WORK INSTRUCTIONS: Gather every line of the items below that contains the string "crate", and copy each one.

EXERCISE MATERIALS:
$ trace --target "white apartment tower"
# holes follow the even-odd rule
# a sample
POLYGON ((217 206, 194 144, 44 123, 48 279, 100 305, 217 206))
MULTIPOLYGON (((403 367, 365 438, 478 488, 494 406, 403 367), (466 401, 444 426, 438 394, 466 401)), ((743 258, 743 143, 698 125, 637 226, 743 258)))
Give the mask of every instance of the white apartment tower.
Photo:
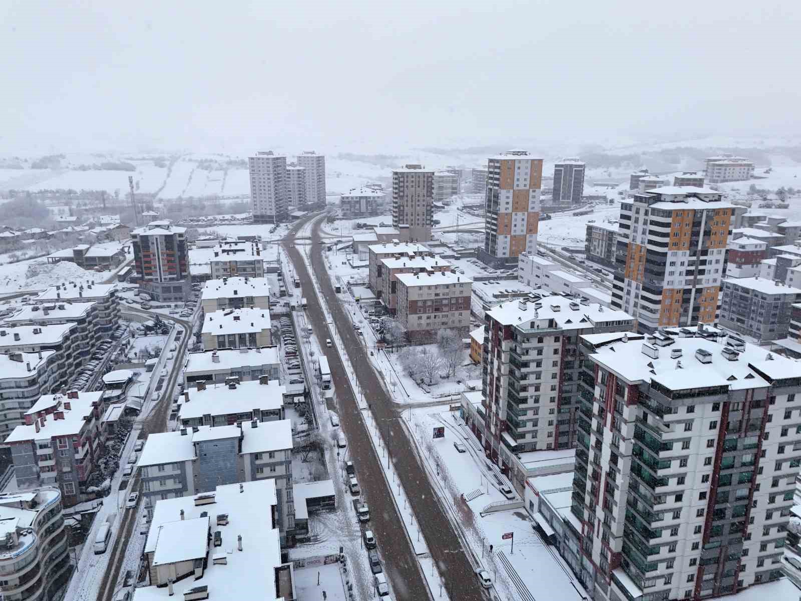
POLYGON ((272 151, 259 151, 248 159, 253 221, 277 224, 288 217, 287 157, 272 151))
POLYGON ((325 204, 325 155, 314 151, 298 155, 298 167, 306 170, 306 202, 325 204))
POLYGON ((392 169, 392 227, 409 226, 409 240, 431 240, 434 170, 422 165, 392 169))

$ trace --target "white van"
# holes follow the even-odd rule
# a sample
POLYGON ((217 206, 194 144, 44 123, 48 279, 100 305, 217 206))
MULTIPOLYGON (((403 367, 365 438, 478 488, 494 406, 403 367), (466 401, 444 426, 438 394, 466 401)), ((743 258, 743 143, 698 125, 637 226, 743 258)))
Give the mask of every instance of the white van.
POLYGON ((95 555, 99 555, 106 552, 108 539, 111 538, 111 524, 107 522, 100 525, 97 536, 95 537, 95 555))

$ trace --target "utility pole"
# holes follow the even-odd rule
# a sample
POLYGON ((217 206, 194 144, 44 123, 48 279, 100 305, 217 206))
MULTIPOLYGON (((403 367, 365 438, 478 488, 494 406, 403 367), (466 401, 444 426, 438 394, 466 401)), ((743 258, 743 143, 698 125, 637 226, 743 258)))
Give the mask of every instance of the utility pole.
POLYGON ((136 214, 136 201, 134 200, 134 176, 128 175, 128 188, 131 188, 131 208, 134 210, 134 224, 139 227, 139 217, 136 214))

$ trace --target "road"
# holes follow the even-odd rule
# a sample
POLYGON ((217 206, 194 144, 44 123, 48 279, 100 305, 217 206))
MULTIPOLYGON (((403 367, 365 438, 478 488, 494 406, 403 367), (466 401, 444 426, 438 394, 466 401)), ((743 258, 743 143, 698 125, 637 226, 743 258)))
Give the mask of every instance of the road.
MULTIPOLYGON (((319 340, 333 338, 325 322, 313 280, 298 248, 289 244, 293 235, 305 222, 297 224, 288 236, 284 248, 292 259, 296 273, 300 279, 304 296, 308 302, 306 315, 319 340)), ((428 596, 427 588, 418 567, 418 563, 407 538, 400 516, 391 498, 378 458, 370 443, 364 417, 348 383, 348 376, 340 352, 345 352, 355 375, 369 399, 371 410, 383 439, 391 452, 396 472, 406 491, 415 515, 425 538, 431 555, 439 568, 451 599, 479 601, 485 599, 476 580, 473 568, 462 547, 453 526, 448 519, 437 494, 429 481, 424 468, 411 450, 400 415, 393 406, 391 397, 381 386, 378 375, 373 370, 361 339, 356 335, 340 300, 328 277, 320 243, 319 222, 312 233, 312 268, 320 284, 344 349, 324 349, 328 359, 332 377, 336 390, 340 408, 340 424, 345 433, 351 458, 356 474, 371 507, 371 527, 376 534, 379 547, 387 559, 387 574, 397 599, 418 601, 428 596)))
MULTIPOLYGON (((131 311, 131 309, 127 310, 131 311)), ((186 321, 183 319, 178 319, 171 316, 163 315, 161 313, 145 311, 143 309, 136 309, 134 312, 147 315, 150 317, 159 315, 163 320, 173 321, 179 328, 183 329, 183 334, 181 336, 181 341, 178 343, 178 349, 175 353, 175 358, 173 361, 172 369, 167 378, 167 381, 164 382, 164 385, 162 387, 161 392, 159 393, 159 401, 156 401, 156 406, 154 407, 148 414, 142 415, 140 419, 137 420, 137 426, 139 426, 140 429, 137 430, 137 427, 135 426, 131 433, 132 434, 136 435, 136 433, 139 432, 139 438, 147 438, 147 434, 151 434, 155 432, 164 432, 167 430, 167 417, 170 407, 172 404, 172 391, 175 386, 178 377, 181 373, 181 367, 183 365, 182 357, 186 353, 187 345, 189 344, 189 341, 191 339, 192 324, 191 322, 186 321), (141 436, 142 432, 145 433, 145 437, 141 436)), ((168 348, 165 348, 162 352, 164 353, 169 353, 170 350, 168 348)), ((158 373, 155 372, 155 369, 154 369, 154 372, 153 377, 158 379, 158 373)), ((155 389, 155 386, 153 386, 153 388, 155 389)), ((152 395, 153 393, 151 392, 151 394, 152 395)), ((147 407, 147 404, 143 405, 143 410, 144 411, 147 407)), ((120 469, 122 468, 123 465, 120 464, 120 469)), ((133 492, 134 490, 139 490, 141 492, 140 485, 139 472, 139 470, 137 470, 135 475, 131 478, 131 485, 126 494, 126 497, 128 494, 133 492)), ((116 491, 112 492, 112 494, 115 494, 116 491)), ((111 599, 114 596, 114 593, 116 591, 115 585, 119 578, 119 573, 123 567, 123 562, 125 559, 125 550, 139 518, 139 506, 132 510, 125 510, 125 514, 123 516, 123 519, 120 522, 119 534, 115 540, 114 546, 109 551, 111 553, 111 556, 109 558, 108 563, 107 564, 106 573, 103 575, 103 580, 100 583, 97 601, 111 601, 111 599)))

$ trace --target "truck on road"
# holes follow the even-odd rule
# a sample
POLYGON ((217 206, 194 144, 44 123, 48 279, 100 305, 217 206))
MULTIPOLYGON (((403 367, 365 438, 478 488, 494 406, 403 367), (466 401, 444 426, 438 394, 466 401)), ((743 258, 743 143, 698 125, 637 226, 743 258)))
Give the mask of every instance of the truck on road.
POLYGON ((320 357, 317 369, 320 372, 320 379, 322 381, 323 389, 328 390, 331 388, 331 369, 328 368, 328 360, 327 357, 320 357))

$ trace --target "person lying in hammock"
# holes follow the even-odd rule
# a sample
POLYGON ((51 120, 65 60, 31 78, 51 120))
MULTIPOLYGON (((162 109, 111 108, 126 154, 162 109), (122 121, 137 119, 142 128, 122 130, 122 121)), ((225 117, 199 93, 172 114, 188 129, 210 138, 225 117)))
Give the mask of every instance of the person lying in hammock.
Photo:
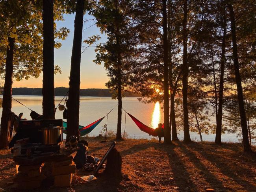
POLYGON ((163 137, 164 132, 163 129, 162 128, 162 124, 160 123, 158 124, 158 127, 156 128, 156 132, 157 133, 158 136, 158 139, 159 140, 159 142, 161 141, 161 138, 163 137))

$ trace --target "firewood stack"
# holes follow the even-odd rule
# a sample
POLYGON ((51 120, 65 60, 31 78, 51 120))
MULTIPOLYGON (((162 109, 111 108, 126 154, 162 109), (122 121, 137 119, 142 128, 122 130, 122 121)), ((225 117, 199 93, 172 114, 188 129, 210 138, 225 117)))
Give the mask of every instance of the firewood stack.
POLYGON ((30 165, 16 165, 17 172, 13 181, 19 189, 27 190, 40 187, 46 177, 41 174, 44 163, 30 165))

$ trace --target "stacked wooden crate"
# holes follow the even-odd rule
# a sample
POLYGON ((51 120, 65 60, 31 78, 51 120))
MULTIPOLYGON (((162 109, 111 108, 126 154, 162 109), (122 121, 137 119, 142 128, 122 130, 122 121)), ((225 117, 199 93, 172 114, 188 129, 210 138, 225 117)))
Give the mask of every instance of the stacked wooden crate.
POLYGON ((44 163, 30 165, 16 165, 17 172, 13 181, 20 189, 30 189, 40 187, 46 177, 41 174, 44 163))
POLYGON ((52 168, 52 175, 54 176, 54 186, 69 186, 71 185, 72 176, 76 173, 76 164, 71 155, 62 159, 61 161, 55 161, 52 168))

...

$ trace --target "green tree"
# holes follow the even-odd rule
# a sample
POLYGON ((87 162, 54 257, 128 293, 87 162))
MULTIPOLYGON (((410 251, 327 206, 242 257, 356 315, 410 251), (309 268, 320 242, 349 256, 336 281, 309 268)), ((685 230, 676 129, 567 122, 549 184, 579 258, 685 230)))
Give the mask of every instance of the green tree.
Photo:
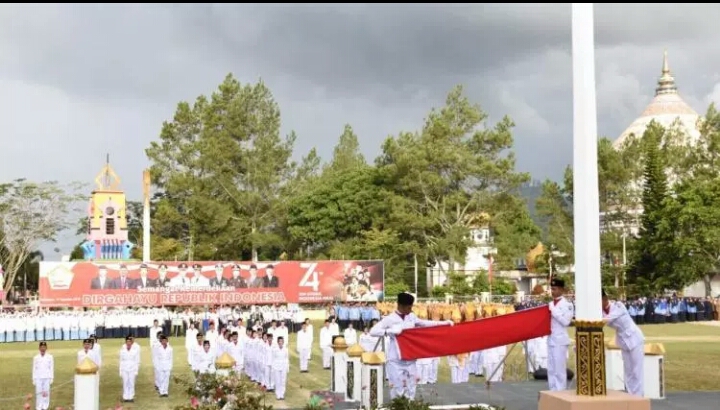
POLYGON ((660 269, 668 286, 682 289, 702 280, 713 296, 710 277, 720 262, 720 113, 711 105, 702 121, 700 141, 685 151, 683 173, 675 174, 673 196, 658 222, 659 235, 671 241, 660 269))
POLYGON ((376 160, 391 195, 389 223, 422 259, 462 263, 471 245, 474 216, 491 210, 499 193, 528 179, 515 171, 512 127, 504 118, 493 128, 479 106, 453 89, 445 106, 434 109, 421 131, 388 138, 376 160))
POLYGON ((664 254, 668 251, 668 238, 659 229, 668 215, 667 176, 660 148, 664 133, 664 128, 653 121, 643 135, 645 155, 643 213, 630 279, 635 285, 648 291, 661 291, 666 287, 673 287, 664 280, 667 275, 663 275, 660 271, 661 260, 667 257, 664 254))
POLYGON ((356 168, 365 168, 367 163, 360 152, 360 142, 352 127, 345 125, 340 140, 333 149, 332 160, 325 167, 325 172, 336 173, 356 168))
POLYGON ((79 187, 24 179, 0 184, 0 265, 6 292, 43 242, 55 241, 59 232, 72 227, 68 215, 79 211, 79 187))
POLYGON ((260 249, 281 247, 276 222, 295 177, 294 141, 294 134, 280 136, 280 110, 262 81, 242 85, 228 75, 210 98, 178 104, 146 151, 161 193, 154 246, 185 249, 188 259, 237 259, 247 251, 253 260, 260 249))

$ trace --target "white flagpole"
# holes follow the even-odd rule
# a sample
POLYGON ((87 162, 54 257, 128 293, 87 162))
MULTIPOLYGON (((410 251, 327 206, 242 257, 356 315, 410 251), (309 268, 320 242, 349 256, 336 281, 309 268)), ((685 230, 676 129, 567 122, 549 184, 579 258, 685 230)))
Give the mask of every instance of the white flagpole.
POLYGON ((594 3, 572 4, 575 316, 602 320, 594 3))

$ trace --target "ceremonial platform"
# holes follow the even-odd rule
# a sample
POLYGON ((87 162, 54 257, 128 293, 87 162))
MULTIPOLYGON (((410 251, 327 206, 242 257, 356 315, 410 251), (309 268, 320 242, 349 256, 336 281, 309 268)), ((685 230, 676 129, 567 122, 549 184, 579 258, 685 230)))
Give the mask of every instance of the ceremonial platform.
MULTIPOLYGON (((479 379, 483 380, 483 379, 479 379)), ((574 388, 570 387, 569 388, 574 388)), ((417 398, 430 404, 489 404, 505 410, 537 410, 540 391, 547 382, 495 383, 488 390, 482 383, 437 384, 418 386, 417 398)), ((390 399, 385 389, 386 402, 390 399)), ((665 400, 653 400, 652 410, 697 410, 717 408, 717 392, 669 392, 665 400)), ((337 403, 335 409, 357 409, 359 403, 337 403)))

...

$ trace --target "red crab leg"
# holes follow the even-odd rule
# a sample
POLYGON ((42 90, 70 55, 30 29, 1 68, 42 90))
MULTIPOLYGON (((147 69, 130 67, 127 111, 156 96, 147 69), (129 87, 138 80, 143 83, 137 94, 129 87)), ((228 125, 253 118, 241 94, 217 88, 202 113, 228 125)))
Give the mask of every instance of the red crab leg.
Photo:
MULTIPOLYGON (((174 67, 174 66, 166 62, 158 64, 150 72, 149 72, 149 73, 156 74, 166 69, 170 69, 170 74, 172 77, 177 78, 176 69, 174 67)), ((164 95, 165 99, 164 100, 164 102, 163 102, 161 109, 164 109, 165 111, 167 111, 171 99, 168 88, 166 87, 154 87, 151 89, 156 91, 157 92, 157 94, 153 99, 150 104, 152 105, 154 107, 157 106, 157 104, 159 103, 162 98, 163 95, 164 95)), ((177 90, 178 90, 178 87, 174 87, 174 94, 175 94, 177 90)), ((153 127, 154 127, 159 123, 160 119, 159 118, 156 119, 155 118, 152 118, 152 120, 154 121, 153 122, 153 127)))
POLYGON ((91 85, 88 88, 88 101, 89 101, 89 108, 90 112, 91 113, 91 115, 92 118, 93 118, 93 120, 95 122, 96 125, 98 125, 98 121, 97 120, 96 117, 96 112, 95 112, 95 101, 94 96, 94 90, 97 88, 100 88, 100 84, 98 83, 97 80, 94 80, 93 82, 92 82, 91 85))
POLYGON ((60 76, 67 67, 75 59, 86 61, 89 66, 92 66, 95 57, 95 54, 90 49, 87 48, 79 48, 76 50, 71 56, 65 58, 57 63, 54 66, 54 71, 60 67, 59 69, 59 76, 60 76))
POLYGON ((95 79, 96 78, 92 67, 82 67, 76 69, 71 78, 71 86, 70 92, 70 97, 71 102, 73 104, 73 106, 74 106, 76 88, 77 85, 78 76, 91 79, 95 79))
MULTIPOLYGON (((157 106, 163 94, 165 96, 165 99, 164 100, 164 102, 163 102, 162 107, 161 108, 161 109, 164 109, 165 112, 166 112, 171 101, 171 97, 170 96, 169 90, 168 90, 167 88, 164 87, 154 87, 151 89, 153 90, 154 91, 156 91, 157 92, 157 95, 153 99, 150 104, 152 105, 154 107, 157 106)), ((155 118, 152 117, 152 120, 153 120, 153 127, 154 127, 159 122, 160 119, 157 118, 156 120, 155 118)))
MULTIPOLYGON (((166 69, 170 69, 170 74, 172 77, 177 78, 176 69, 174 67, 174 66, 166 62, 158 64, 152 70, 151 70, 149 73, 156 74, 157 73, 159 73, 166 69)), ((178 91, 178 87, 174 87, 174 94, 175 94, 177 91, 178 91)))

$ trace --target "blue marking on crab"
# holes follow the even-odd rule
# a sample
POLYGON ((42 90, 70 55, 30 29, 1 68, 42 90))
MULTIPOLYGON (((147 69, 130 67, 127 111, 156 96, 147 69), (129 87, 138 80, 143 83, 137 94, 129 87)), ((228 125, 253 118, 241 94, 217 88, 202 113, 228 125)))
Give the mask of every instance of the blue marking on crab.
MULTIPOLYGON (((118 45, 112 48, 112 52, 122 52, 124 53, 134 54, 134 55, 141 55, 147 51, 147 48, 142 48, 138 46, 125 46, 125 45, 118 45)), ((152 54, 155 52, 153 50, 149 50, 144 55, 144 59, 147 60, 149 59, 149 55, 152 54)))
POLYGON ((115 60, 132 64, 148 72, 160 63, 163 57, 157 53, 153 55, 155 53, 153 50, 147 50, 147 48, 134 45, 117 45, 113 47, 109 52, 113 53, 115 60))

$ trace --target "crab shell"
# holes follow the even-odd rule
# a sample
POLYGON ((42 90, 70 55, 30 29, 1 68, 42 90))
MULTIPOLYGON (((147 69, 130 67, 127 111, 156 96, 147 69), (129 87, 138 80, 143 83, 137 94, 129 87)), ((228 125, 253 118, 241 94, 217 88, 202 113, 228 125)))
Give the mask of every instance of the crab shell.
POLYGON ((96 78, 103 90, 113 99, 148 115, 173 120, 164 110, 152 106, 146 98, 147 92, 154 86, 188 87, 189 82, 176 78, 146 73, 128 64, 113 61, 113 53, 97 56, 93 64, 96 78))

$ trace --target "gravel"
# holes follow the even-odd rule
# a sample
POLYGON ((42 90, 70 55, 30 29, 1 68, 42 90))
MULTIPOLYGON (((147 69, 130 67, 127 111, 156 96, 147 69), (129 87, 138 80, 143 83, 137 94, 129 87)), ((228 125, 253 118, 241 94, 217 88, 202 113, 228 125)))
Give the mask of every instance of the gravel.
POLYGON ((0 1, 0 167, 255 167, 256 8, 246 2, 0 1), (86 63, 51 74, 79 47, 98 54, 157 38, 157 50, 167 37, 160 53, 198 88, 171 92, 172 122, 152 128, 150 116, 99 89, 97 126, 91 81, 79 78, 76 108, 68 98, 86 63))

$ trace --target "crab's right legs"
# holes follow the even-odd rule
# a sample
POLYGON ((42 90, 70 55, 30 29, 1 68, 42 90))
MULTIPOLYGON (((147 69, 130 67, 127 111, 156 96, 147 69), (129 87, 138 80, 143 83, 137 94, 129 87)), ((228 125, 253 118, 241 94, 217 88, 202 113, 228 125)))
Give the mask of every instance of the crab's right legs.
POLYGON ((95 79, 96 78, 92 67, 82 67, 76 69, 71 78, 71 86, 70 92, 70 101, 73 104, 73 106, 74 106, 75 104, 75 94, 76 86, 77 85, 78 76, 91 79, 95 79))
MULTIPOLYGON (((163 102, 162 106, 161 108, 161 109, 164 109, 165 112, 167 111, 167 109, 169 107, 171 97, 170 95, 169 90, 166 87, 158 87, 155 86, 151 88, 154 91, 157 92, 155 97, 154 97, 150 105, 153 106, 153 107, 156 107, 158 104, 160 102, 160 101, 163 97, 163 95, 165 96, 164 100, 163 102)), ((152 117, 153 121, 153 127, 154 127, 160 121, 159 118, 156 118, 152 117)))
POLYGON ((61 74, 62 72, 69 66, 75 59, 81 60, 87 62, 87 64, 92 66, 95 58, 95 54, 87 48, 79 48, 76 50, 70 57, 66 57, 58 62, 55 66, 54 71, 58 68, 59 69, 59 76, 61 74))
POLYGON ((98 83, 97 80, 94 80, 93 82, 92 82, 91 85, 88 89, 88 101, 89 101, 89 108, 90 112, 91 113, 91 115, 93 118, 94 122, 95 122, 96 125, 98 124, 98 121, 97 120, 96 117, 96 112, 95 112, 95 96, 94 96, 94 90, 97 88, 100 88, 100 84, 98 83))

RESPONSE BELOW:
$ trace --target "stacked wooden crate"
Give the mask of every instance of the stacked wooden crate.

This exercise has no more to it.